• [WHAT THIS TASK INVOLVES]:
Transcribe the passage of the post on the Simpkins confession from "In federal court, psychiatric" to "(Ohio App. 1986).".

::: TEXT UNDER STUDY :::

Friday, October 19, 2007
Gertrude Simpkins has been charged with the murder of her granddaughter in Ohio. Simpkins gave a video-recorded confession to police officers, and the court has ruled over her objection that this confession will be admissible at trial.
While talking with police officers, Simpkins indicated that she heard voices telling her to kill, that she was depressed, that she had not been sleeping, and that she had been eating very little. At a hearing in August, Simpkins sought to have her confession deemed inadmissible on the ground that it was not voluntarily given.
As support, she presented a written psychiatric evaluation, which stated that Simpkins had no prior encounters with law enforcement and that she was despondent and confused while waiving her Miranda rights. The court, however, ruled that the psychiatric evaluation constituted inadmissible hearsay.
In federal court, psychiatric reports are generally admissible as business records pursuant to Federal Rule of Evidence 803(6). See, e.g., Hodges v. Keane, 886 F.Supp. 352, 356 (S.D.N.Y. 1995). It appears, however, that while Ohio mostly codified this Federal Rule, its counterpart makes no express provision for the admissibility of opinions and diagnoses in medical or psychiatric records. See In re Brown, 1986 WL 13385 at *8 (Ohio App. 1986).
Nonetless, Ohio does allow for the admission of such records as exceptions to the rule of hearsay, but only when a strict, seven part test is satisfied. See Hytha v. Schwendeman, 320 N.E.2d 312 (Ohio APp. 1974). For me, the strangest factor is the second factor, which requires that the diagnosis must be the result of well-known objective testing and examining practices and procedures which are not of such a technical nature as to require cross-examination. It seems as if this factor will ensure that almost no psychiatric evaluations are admissible as business records because the testing done by psychiatrists is, by its nature, technical, thus requiring cross-examination.

::: RECORD SET :::

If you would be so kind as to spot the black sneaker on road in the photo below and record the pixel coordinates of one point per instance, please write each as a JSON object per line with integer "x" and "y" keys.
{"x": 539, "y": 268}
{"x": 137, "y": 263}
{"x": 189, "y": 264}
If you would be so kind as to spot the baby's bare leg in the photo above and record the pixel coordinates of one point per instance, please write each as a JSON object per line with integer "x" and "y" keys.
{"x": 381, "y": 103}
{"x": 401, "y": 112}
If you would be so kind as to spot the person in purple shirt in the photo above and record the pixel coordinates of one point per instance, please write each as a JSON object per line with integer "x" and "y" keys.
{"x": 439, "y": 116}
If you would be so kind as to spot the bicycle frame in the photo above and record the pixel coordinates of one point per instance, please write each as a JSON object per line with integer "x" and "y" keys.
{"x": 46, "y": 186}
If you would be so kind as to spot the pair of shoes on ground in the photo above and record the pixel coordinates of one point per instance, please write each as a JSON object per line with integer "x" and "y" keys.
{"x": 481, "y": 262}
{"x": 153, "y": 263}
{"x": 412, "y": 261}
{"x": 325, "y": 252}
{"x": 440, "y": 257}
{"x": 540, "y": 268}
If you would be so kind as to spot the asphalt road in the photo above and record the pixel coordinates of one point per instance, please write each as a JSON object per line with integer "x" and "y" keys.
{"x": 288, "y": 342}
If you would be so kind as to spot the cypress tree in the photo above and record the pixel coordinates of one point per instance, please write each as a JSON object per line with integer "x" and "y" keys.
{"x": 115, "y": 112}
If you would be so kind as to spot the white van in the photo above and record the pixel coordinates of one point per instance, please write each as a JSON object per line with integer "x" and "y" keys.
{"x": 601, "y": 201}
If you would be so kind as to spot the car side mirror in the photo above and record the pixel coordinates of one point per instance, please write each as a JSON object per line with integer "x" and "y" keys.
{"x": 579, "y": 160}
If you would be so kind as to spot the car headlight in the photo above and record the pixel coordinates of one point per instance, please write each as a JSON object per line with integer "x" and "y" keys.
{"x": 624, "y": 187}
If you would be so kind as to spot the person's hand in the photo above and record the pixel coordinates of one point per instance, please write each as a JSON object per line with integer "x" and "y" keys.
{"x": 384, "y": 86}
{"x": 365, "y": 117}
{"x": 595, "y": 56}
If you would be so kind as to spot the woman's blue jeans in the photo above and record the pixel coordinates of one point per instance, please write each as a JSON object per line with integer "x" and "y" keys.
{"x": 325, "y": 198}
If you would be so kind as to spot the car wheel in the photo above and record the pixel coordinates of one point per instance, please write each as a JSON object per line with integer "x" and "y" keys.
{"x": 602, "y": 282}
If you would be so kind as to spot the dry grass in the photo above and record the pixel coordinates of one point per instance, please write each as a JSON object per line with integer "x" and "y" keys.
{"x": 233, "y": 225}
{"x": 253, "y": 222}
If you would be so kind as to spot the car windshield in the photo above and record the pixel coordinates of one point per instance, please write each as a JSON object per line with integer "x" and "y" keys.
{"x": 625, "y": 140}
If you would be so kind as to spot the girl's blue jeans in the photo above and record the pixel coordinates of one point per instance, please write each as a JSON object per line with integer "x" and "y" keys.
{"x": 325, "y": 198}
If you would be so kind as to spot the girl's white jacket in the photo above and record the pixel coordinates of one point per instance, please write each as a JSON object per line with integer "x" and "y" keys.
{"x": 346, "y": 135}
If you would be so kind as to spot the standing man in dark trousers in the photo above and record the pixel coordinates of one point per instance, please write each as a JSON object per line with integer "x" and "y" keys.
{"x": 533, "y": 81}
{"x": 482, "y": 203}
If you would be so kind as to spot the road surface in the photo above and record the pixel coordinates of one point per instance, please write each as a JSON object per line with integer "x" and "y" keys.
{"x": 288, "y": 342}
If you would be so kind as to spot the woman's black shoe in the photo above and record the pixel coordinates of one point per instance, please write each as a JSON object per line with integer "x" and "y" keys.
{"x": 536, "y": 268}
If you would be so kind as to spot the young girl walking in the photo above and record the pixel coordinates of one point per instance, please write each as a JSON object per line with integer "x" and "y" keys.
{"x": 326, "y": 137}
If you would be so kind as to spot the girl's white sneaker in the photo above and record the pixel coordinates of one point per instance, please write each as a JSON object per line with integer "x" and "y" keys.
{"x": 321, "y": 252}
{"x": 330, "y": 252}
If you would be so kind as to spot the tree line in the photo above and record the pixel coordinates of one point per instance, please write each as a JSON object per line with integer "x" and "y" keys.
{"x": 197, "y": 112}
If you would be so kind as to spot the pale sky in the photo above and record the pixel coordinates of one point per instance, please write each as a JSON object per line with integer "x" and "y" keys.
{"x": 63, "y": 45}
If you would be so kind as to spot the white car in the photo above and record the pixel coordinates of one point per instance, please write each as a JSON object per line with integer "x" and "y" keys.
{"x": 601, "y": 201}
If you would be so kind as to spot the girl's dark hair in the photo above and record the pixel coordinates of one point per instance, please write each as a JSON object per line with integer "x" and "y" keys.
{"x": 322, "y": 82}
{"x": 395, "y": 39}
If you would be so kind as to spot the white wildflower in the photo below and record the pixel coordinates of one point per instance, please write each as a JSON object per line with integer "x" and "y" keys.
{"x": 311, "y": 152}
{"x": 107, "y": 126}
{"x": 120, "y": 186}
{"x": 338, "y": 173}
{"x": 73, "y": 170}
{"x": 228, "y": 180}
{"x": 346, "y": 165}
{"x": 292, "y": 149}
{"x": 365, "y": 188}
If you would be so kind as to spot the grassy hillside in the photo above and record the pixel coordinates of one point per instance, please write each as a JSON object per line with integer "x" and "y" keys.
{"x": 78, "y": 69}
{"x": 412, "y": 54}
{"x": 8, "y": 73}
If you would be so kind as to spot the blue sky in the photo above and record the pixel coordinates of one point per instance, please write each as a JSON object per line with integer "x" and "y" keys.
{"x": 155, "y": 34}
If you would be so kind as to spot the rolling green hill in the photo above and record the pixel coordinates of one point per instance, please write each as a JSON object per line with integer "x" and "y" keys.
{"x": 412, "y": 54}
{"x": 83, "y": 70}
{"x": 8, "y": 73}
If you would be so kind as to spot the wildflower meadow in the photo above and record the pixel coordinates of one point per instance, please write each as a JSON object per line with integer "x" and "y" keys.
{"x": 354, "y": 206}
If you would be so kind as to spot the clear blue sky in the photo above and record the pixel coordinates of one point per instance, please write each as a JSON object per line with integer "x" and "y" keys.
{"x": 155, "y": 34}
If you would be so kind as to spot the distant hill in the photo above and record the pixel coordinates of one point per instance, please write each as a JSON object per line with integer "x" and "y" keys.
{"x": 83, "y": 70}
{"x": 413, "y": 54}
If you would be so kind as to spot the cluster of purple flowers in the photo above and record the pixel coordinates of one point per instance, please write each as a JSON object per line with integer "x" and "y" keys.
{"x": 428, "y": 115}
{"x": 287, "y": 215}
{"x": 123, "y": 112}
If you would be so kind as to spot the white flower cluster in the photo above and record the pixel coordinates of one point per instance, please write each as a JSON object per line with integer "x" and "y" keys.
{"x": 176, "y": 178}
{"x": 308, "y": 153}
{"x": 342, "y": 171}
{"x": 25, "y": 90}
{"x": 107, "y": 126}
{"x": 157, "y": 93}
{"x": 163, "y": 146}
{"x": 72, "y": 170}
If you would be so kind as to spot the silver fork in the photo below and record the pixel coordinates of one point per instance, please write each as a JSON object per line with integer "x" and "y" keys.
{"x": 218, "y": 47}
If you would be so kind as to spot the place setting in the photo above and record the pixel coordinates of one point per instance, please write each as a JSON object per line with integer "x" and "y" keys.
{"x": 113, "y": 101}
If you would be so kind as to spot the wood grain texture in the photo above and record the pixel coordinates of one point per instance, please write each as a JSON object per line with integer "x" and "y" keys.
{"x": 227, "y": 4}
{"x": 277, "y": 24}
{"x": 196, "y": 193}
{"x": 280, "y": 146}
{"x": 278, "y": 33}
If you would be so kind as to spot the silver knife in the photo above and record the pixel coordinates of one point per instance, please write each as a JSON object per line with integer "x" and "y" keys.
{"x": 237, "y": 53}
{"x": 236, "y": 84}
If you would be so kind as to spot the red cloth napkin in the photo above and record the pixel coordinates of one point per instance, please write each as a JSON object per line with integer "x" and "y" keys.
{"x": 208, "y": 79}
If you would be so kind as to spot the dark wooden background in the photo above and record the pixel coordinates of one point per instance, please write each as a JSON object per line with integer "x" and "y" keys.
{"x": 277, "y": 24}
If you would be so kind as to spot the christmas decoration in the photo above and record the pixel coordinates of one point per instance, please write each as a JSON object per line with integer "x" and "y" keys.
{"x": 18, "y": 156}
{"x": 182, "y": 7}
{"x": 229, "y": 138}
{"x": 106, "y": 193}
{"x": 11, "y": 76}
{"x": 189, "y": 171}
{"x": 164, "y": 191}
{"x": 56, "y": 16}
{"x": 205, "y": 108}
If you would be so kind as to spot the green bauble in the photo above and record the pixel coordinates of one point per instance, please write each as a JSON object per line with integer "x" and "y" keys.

:::

• [YOUR RESPONSE]:
In federal court, psychiatric reports are generally admissible as business records pursuant to Federal Rule of Evidence 803(6). See, e.g., Hodges v. Keane, 886 F.Supp. 352, 356 (S.D.N.Y. 1995). It appears, however, that while Ohio mostly codified this Federal Rule, its counterpart makes no express provision for the admissibility of opinions and diagnoses in medical or psychiatric records. See In re Brown, 1986 WL 13385 at *8 (Ohio App. 1986).